The Design of Providence: An Anthology Celebrating America’s 250 Years

Whew! For those of you who’ve had a baby… well, books are a lot like that. Especially this one.

Because I didn’t write it all. I merely contributed—and then had to manage it. I’m the managing editor of a huge project I’m still excited about. I’ve never overseen a project like this… but it was worth it.

This book is a collection of short stories set during the American Revolution. Some authors you may recognize, like Shannon McNear. Others you may not. One remarkable history teacher wrote a story about John Laurens, one of those little-known heroes who deserves more attention. A writer friend blew my socks off with her captivating tale of William Lee, George Washington’s enslaved manservant. I closed the collection with a short story featuring John Adams and the king, a scene I fear HBO flubbed. You be the judge.

As I wrote my own contributions, received the others, critiqued, edited, and revised, I noticed some things.

(Entries from a pointing dataset)
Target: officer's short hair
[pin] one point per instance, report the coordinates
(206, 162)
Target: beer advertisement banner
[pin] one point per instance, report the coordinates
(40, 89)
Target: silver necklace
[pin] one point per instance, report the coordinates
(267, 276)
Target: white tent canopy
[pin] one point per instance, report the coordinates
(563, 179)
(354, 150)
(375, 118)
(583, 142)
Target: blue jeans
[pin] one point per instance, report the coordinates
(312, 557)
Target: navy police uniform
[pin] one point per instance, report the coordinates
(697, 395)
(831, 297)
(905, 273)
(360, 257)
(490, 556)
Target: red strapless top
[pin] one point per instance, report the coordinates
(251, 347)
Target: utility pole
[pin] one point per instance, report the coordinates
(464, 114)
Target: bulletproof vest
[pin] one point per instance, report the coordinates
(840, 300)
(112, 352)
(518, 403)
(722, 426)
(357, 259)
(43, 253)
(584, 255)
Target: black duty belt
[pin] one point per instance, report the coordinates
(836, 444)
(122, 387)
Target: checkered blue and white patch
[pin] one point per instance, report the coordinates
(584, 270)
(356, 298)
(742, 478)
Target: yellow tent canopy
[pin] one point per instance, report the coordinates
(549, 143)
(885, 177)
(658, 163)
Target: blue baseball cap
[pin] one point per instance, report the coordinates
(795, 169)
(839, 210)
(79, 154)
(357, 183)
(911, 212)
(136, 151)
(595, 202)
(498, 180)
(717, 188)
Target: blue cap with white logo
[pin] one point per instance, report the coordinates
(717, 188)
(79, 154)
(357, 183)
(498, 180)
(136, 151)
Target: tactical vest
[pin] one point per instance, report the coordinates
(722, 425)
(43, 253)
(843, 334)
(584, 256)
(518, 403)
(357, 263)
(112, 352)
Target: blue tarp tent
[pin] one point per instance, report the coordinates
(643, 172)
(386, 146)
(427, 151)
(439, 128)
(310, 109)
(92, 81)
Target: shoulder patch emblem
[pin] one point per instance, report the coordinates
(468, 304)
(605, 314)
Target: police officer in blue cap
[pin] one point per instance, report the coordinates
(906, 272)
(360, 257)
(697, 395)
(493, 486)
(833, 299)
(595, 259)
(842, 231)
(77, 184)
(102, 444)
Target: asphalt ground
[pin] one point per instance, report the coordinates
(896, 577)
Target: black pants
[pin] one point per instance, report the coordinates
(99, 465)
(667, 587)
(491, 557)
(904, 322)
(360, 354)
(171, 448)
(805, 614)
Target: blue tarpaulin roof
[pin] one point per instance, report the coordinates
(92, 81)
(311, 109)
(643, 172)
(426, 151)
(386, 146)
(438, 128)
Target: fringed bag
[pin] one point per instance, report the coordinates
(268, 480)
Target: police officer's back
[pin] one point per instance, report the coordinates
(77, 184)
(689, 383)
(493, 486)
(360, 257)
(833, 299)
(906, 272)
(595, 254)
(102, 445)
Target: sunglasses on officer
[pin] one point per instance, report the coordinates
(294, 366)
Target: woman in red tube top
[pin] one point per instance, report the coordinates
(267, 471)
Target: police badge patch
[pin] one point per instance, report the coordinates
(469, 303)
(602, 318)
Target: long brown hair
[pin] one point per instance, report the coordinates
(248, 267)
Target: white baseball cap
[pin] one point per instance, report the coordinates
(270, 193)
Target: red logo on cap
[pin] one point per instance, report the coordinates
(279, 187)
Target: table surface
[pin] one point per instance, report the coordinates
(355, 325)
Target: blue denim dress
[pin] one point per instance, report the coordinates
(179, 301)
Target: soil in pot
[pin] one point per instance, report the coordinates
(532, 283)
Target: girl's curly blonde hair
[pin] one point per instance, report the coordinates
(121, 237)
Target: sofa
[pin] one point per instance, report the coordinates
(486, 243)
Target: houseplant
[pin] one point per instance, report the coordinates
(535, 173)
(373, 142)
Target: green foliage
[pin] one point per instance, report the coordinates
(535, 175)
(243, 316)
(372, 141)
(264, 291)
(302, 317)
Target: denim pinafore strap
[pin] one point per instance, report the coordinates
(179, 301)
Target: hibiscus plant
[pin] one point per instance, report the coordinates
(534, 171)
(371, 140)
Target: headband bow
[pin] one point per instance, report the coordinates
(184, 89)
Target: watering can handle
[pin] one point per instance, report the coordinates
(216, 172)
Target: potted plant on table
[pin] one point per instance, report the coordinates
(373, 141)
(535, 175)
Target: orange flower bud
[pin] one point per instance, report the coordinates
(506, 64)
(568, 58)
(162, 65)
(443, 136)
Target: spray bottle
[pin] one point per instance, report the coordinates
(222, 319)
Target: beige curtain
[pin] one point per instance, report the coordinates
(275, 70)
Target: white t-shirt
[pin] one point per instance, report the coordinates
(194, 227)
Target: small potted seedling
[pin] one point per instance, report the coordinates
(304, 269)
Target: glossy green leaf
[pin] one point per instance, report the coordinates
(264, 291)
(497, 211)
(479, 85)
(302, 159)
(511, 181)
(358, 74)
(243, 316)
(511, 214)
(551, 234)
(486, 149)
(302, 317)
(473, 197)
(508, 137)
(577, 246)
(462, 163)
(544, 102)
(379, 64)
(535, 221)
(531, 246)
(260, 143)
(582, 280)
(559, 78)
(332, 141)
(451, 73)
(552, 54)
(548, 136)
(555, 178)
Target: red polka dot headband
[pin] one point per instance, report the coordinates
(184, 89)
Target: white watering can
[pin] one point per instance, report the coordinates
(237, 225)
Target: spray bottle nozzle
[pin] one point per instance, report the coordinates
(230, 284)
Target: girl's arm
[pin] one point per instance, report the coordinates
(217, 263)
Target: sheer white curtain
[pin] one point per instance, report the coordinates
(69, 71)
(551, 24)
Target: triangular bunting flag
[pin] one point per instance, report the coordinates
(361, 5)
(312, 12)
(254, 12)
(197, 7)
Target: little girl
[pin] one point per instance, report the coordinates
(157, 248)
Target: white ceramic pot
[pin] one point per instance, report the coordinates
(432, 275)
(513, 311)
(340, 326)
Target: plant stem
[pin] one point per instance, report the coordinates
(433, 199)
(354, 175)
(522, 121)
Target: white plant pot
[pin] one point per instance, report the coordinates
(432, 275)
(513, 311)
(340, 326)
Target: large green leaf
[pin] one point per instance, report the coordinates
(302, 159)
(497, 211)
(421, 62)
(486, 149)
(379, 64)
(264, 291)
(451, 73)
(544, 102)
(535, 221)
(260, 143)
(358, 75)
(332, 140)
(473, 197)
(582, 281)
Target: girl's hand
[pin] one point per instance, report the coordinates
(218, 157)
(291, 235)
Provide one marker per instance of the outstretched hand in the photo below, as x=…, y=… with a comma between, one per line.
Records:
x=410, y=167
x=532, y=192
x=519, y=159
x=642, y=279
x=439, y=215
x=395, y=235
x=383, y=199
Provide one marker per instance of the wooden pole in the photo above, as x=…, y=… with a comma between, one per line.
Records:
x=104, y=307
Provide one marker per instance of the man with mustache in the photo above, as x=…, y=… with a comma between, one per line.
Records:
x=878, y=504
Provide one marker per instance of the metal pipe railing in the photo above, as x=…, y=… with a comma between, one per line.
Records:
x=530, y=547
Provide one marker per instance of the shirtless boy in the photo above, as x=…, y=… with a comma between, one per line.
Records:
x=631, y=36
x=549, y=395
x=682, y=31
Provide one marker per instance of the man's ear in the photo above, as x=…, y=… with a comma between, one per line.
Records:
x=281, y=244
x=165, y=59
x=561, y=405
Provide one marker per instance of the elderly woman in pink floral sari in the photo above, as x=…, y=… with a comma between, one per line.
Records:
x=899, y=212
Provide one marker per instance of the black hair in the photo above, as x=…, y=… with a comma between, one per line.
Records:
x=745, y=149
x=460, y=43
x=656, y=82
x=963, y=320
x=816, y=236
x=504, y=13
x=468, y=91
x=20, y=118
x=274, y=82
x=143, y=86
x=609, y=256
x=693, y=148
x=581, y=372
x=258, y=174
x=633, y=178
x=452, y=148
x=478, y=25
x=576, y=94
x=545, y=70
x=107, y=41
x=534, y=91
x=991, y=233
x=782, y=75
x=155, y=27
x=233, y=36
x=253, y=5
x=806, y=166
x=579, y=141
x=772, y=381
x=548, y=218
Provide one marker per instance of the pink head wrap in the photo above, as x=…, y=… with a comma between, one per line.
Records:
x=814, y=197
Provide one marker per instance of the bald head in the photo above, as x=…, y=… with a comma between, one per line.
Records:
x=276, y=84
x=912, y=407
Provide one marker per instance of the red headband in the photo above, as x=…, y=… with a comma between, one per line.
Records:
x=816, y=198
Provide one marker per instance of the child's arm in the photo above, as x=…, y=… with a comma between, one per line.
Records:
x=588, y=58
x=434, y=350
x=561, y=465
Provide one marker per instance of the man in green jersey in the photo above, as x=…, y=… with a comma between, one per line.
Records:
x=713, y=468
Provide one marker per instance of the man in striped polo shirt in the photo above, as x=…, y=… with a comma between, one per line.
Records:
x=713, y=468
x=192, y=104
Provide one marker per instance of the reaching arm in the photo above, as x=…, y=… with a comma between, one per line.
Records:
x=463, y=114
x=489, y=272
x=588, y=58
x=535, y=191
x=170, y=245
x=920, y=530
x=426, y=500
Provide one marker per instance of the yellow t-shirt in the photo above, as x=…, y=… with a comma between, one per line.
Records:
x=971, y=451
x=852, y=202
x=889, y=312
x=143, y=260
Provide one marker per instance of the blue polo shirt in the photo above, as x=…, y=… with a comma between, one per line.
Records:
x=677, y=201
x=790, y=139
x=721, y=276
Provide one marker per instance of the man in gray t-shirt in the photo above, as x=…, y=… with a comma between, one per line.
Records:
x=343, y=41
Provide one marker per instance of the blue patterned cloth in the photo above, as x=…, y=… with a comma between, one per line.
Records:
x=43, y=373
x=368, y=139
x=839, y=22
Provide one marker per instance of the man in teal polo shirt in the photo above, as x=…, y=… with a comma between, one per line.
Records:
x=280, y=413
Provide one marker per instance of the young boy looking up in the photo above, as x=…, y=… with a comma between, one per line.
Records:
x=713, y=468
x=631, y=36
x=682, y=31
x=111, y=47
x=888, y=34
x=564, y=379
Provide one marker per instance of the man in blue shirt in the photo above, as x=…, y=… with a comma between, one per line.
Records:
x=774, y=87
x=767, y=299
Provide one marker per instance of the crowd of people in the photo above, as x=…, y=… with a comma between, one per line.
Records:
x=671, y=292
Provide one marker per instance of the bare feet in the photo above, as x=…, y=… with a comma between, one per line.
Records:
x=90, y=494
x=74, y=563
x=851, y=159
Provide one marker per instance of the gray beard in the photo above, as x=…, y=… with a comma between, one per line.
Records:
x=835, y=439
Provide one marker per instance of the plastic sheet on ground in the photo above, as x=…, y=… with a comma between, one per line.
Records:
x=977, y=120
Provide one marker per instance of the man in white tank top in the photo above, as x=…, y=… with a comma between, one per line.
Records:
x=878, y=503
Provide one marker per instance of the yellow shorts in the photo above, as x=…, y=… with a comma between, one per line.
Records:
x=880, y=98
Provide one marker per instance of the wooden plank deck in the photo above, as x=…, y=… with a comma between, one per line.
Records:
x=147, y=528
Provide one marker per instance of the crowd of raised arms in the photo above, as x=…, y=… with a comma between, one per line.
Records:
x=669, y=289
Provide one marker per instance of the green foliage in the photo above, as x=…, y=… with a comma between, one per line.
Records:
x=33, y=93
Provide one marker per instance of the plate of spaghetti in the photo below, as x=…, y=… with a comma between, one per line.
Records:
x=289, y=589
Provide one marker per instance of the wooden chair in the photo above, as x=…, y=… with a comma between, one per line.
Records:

-- TASK DETAILS --
Transcribe the passage of the anthology announcement starting at "Whew! For those" and ending at "was worth it.".

-- THE RESPONSE --
Whew! For those of you who’ve had a baby… well, books are a lot like that. Especially this one.

Because I didn’t write it all. I merely contributed—and then had to manage it. I’m the managing editor of a huge project I’m still excited about. I’ve never overseen a project like this… but it was worth it.